** Start SOURCE **

Neda Maghbouleh is an American sociologist, scholar, writer, author, and educator. She is the Canada Research Chair in Migration, Race, and Identity and associate professor of Sociology at the University of Toronto Mississauga.

Biography
Neda Maghbouleh was born in New York City, and raised in Portland, Oregon. She attended Smith College (B.A. 2004); University of California, Santa Barbara (M.A. 2008 and PhD 2012). She moved to Canada with her family in 2013 for work.

Her book The Limits of Whiteness: Iranian Americans and the Everyday Politics of Race (2017; Stanford University Press) looked at historical and legal evidence, as well as the sociological structures of how Iranian Americans have moved between the categorization of white and "not white" in race. It is about the people of all MENA communities, but it specifically centers around Iranians. The Limits of Whiteness also discusses the "Aryan narrative" used to describe Iranians by both the people in Iran and by the diaspora, and the formation of biases. When the book was first published many older Iranian Americans did not understand or agree with the book, but after Executive Order 13769 (also known more commonly as "Trump travel ban") in early 2017 many felt a more complicated relationship to race due to new legal challenges and restrictions.

** End SOURCE **

Copy the Neda Maghbouleh profile above in full, word for word.

** Start ENTRIES SUPPLIED **

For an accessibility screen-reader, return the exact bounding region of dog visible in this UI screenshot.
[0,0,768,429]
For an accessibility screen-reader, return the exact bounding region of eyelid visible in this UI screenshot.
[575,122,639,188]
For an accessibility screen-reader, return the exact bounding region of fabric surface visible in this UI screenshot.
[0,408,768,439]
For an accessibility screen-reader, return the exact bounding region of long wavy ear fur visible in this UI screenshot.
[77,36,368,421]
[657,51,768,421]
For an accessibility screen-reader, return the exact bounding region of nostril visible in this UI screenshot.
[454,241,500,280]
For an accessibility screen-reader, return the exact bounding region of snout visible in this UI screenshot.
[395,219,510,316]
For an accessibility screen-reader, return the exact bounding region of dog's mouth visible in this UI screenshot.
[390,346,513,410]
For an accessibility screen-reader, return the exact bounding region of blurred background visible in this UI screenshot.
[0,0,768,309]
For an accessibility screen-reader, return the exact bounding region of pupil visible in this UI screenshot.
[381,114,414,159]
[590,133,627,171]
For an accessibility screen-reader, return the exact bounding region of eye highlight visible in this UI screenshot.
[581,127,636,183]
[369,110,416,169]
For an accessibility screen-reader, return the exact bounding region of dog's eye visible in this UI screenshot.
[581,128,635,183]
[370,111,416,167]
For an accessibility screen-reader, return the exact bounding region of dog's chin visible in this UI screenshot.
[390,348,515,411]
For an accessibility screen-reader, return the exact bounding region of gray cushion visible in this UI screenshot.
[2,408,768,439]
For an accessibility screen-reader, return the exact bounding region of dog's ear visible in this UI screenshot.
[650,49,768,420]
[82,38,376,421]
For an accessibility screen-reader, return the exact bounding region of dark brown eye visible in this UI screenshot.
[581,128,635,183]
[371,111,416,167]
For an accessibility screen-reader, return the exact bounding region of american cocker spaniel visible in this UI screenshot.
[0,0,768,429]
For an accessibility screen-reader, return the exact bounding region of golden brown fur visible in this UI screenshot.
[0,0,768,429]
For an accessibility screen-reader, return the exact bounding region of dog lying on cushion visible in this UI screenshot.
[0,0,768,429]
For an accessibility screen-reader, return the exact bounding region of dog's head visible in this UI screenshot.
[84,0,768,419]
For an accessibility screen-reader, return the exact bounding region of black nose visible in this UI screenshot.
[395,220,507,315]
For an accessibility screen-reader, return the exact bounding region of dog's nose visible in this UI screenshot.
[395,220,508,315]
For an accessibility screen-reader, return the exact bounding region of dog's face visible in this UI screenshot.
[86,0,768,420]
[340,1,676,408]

** End ENTRIES SUPPLIED **

CORRECT OUTPUT -
Neda Maghbouleh is an American sociologist, scholar, writer, author, and educator. She is the Canada Research Chair in Migration, Race, and Identity and associate professor of Sociology at the University of Toronto Mississauga.

Biography
Neda Maghbouleh was born in New York City, and raised in Portland, Oregon. She attended Smith College (B.A. 2004); University of California, Santa Barbara (M.A. 2008 and PhD 2012). She moved to Canada with her family in 2013 for work.

Her book The Limits of Whiteness: Iranian Americans and the Everyday Politics of Race (2017; Stanford University Press) looked at historical and legal evidence, as well as the sociological structures of how Iranian Americans have moved between the categorization of white and "not white" in race. It is about the people of all MENA communities, but it specifically centers around Iranians. The Limits of Whiteness also discusses the "Aryan narrative" used to describe Iranians by both the people in Iran and by the diaspora, and the formation of biases. When the book was first published many older Iranian Americans did not understand or agree with the book, but after Executive Order 13769 (also known more commonly as "Trump travel ban") in early 2017 many felt a more complicated relationship to race due to new legal challenges and restrictions.